● Your objective: Extract every line starting at the line that contains "Objective — one marker on every instance of the spoon handle" and ending with the final line of the data, inclusive; give only those lines, word for word.

--- start of Extracted material ---

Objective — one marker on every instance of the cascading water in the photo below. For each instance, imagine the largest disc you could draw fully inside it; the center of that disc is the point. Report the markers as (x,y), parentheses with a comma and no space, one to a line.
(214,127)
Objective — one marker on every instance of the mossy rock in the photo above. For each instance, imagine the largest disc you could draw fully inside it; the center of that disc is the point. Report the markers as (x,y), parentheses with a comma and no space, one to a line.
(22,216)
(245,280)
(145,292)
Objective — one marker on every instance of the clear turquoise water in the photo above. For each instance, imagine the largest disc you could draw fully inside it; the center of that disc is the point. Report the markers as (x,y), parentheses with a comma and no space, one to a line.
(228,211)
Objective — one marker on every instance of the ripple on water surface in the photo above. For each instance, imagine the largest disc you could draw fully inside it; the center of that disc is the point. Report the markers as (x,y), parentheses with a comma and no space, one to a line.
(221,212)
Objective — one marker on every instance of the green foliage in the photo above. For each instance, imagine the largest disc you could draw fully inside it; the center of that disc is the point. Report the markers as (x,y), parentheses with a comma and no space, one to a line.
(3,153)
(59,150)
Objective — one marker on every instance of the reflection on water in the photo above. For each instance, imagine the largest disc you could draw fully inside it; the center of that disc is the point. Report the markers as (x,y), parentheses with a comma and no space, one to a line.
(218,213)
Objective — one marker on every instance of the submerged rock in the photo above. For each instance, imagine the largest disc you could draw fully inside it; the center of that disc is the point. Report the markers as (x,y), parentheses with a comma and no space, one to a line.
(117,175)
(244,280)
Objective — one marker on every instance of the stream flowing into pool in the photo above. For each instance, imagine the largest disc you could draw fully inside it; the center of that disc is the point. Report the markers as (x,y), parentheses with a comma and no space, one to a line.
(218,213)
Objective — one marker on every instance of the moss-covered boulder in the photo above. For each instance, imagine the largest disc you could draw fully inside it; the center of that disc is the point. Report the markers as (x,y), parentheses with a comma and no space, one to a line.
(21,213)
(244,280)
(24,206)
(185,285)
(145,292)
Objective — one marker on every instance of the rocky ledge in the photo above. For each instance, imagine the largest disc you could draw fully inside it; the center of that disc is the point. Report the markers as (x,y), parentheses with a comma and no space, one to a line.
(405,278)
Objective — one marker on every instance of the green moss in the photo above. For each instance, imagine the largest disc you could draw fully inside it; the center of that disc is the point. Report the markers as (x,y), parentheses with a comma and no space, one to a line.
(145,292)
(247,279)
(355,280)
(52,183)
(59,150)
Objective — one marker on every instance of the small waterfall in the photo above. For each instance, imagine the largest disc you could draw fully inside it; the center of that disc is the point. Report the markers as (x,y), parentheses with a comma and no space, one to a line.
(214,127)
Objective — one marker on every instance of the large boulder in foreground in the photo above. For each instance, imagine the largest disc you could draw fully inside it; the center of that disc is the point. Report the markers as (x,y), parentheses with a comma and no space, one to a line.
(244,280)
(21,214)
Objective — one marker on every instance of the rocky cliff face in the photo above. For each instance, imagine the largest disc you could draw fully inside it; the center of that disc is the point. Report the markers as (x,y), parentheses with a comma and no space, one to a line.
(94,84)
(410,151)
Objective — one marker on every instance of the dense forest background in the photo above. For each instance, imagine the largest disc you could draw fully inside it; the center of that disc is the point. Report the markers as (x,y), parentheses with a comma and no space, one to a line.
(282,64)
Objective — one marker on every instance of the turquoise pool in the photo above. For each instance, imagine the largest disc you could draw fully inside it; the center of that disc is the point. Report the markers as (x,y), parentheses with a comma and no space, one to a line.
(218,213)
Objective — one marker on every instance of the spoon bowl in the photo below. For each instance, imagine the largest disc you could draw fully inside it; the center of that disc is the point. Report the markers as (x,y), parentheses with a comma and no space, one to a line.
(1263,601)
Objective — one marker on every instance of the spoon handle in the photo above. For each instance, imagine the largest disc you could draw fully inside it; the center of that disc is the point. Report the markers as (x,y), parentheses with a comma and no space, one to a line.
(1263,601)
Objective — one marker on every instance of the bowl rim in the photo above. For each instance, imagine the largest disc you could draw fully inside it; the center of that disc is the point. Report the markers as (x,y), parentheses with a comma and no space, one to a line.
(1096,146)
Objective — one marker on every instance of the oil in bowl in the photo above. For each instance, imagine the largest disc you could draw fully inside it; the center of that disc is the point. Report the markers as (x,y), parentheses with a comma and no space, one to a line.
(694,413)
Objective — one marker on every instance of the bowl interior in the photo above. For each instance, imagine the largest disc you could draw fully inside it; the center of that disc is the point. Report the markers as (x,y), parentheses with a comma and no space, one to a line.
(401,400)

--- end of Extracted material ---

● Written response:
Objective — one marker on every instance of the spoon handle in the photo above. For each instance, imagine the largest disc you could draw fully inside it; the center of that disc is the point. Report the markers as (x,y), parentheses with a comma and no space, one to a line.
(1263,601)
Objective — one marker on every instance of the bowl rim in the photo above. For each instance, imagine the largest disc you could draw fully inside it; the center of that disc is the point. Report the markers as (x,y), parentheses with a comma and no space, one to a line.
(1096,146)
Objective — one marker on every instance of the oil in bowl in the photo above. For each instance, imagine the largest disc you could draw fully inside it; the center of that disc is the point. Report the markers as (x,y), parentheses with a comma and no space, one to a line.
(694,413)
Objective — one marker on every instance of the bowl interior in the photo above. For each instance, imagine the largest disc you could draw fully inside it; the center of that disc is the point. Report the markers as (x,y), parentheses with a comma and no space, one to a line.
(401,400)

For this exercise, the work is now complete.